How many lines in the rows below contain the string "information" with the same capitalization? Give only the number.
────
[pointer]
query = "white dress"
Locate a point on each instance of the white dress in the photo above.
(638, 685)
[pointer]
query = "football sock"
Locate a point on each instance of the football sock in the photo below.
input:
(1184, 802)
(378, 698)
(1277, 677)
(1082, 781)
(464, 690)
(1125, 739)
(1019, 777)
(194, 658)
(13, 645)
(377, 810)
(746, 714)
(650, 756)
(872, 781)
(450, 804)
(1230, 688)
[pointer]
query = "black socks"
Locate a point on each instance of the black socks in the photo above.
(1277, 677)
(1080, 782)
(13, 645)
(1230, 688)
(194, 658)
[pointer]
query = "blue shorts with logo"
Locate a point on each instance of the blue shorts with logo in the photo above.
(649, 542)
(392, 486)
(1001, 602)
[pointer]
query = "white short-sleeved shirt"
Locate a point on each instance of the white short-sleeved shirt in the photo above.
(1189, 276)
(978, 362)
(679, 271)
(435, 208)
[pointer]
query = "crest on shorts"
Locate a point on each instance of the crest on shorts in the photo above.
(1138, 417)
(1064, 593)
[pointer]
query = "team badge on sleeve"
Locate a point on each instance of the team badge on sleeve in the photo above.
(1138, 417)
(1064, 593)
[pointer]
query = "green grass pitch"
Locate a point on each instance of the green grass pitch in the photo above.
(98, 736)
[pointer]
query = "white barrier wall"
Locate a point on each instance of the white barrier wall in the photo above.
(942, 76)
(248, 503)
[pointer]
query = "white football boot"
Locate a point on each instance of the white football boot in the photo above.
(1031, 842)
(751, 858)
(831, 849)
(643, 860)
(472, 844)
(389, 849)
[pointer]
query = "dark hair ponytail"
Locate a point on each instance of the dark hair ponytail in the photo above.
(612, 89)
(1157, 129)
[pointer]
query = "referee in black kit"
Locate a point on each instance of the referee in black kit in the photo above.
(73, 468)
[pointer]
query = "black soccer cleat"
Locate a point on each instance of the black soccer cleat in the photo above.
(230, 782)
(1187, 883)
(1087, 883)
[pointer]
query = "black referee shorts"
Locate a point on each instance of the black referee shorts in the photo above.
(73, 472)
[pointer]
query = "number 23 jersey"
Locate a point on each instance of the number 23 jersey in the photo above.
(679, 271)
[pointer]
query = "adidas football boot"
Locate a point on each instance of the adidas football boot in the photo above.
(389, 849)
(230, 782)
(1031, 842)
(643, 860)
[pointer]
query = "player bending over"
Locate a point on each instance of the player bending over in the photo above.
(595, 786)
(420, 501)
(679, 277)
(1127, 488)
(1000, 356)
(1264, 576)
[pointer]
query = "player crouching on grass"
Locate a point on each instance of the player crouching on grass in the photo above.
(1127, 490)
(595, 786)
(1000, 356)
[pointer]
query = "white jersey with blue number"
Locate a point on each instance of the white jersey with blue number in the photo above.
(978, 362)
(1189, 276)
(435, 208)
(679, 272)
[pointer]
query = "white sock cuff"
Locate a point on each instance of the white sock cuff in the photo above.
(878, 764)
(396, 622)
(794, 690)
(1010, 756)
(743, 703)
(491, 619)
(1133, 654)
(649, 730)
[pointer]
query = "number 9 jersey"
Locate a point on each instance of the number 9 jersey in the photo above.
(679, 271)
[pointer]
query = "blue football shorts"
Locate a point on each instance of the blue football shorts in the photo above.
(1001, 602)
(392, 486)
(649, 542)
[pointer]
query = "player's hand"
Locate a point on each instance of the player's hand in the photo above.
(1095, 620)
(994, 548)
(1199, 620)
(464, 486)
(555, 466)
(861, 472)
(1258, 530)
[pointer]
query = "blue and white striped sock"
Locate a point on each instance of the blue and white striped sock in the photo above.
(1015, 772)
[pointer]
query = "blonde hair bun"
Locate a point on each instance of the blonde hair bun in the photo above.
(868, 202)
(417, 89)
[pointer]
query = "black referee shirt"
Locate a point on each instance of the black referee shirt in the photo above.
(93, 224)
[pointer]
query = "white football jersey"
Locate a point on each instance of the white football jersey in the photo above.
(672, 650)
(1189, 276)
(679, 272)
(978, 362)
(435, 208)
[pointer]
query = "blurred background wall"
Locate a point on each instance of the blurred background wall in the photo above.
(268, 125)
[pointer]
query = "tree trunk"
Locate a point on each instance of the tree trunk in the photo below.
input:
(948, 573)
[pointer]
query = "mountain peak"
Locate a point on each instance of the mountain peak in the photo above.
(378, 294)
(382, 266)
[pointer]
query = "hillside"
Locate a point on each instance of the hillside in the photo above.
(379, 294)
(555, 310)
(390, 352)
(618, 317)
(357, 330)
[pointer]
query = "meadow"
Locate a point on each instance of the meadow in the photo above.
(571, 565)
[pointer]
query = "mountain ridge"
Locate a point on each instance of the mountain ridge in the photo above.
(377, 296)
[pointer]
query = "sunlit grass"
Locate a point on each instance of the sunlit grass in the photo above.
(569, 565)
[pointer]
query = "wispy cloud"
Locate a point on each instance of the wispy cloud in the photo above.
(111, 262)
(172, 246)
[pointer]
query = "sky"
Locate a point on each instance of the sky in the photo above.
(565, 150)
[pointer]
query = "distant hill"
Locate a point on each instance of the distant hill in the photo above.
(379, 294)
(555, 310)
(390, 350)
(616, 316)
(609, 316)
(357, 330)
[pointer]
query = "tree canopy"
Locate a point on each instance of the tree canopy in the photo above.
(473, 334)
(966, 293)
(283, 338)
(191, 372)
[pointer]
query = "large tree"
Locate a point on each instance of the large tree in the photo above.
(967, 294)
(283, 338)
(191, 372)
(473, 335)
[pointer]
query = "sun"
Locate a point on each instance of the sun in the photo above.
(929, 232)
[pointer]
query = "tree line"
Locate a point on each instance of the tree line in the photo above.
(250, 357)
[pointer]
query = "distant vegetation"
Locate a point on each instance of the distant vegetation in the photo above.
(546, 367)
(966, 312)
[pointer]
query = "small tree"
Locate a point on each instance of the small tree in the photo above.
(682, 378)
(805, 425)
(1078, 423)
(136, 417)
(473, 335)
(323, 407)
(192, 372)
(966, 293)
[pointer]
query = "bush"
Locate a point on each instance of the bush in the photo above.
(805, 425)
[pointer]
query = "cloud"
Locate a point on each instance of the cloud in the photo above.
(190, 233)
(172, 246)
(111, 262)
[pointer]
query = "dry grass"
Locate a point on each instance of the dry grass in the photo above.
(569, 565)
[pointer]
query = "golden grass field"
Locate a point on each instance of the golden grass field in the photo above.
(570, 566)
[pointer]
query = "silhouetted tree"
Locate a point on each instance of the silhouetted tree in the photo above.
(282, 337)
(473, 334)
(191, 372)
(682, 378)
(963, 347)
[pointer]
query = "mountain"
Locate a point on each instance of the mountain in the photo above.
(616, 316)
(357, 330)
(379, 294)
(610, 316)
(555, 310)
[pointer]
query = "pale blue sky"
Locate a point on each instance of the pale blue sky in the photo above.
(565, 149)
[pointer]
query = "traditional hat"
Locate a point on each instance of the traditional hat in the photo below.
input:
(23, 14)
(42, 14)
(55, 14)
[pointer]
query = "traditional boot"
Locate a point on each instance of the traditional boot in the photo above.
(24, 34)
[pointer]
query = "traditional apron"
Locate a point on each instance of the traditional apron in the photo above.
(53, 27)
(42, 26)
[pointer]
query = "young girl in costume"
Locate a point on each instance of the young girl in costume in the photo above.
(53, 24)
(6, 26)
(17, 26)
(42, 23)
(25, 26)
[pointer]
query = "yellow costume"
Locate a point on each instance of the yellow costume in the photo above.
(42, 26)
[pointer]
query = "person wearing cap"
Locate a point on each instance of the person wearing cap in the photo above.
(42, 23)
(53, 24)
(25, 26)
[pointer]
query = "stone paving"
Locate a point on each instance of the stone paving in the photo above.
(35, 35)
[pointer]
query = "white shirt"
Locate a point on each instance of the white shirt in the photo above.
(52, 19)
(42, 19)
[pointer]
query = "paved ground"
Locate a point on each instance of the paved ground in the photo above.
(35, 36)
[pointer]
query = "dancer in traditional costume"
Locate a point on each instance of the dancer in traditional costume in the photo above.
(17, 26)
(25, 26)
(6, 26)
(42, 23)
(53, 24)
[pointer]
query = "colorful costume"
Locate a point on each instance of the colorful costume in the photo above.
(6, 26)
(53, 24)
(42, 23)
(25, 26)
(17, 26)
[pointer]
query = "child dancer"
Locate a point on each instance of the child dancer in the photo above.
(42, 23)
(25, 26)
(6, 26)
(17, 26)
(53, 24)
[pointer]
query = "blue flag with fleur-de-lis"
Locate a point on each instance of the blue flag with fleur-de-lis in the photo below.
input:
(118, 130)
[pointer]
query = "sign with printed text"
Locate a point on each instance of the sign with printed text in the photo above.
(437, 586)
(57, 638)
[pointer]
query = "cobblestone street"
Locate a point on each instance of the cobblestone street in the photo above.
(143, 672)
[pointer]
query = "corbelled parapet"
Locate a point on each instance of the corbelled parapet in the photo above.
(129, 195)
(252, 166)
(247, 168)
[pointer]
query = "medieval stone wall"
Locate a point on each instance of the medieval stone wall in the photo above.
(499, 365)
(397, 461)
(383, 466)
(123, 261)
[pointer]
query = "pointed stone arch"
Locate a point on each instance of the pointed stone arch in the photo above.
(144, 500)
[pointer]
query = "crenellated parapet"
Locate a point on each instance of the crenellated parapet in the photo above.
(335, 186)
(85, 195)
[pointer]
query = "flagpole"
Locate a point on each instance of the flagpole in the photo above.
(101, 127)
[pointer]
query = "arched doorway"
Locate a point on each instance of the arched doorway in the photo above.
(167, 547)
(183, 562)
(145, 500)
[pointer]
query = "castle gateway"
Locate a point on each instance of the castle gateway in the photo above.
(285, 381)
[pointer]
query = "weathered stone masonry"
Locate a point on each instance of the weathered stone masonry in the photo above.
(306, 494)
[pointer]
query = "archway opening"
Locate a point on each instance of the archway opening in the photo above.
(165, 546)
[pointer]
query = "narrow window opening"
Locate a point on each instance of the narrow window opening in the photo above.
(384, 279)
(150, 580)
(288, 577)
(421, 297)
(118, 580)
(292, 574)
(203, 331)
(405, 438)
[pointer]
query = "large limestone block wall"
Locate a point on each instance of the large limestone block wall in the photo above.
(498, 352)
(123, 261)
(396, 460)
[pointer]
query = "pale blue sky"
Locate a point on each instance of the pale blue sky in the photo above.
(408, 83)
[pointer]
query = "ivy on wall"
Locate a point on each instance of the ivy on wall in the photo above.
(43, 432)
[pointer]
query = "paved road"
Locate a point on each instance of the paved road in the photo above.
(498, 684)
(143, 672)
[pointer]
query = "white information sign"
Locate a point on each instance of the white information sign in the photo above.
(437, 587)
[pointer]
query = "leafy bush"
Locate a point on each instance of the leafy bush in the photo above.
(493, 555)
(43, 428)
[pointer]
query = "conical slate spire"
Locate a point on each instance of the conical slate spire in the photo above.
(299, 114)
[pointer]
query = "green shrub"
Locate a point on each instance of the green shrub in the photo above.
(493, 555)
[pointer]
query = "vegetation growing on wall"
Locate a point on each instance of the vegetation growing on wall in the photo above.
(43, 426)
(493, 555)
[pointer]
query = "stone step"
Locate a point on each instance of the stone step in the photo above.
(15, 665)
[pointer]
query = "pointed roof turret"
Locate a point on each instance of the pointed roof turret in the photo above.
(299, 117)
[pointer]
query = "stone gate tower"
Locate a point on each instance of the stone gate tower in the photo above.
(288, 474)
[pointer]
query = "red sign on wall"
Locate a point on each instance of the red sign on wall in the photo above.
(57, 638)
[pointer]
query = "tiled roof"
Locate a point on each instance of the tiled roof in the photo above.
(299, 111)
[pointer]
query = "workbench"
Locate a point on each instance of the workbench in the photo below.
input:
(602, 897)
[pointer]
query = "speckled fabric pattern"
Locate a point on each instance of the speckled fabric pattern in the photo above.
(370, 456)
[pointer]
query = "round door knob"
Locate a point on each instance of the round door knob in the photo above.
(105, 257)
────
EXPECTED ANSWER:
2